**WHAT NEEDS TO BE DONE**: Below is a listing with pictures in it. Copy it exactly without them.

**RECORDS TO PROCESS**:
*-*-*

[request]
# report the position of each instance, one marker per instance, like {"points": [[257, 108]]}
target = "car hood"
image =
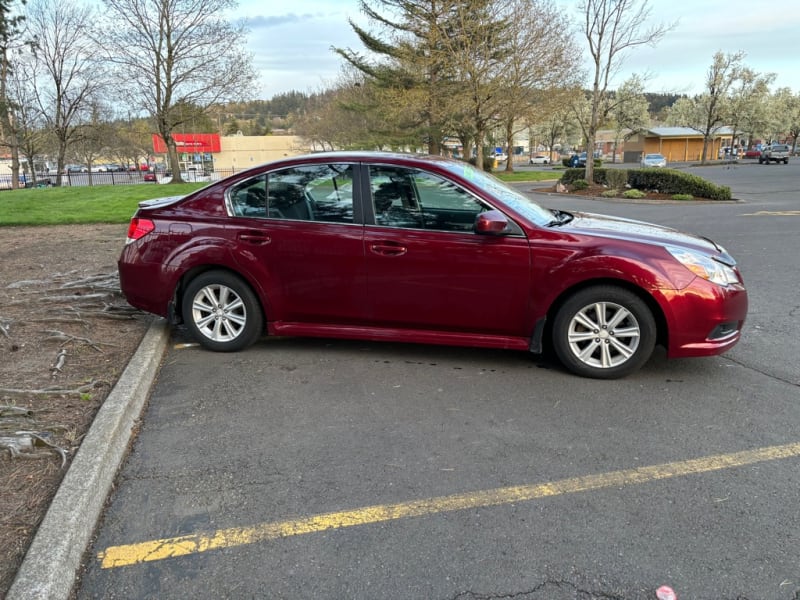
{"points": [[640, 231]]}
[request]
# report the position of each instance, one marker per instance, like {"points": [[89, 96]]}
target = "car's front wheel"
{"points": [[222, 312], [604, 332]]}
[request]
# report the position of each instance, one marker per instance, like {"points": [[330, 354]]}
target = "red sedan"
{"points": [[424, 249]]}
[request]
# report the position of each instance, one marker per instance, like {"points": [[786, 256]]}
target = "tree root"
{"points": [[79, 391], [22, 444]]}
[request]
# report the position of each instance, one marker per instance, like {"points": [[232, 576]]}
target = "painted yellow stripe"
{"points": [[774, 213], [131, 554]]}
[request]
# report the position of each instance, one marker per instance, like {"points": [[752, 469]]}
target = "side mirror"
{"points": [[491, 222]]}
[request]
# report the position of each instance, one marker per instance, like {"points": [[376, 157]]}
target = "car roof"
{"points": [[399, 158]]}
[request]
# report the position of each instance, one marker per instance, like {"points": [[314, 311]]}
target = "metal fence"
{"points": [[76, 179]]}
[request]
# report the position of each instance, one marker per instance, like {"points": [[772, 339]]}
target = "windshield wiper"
{"points": [[561, 218]]}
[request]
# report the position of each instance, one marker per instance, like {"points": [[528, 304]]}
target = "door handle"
{"points": [[257, 239], [388, 249]]}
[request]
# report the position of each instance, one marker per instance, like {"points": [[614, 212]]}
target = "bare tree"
{"points": [[612, 28], [630, 111], [707, 113], [11, 42], [746, 97], [537, 68], [783, 116], [167, 53], [63, 74]]}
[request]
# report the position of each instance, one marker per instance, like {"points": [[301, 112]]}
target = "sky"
{"points": [[291, 41]]}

*-*-*

**SOLUTION TO THIS EXERCISE**:
[request]
# report the position of each instance, one marker per instance, like {"points": [[257, 108]]}
target = "car hood"
image =
{"points": [[640, 231]]}
[request]
# report the position of each instance, one marker per instance, like {"points": [[89, 96]]}
target = "car's front wheel"
{"points": [[222, 312], [604, 332]]}
[request]
# report the position of each instance, one marker per instance, like {"points": [[330, 354]]}
target = "red sedan"
{"points": [[424, 249]]}
[request]
# report the position of each instance, one marker per instance, like {"points": [[786, 256]]}
target = "tree root"
{"points": [[79, 391], [22, 444]]}
[request]
# report the position of each instance, one marker per instance, like {"points": [[232, 576]]}
target = "painted yellow stripe"
{"points": [[774, 213], [131, 554]]}
[request]
# report the position of each instance, one marker per instance, like {"points": [[752, 469]]}
target = "side mirror"
{"points": [[491, 222]]}
[request]
# report the position of each instance, one marker per instance, like {"points": [[376, 157]]}
target = "car roof"
{"points": [[399, 158]]}
[request]
# report the position of each instance, one marker per instance, like {"points": [[314, 311]]}
target = "metal fence"
{"points": [[76, 179]]}
[request]
# report the position of each instance, one marker per instance, like {"points": [[772, 339]]}
target = "windshield wiper"
{"points": [[561, 218]]}
[request]
# report the position of each instance, one marker per instance, like {"points": [[528, 304]]}
target = "door handle"
{"points": [[257, 239], [388, 249]]}
[request]
# report the position of each instance, one marker per instance, like {"points": [[614, 212]]}
target = "bare tree"
{"points": [[612, 28], [630, 111], [707, 113], [11, 42], [746, 97], [537, 68], [783, 116], [167, 53], [63, 74]]}
[request]
# report the position of each instance, one marker per instance, like {"points": [[301, 112]]}
target = "sky"
{"points": [[291, 41]]}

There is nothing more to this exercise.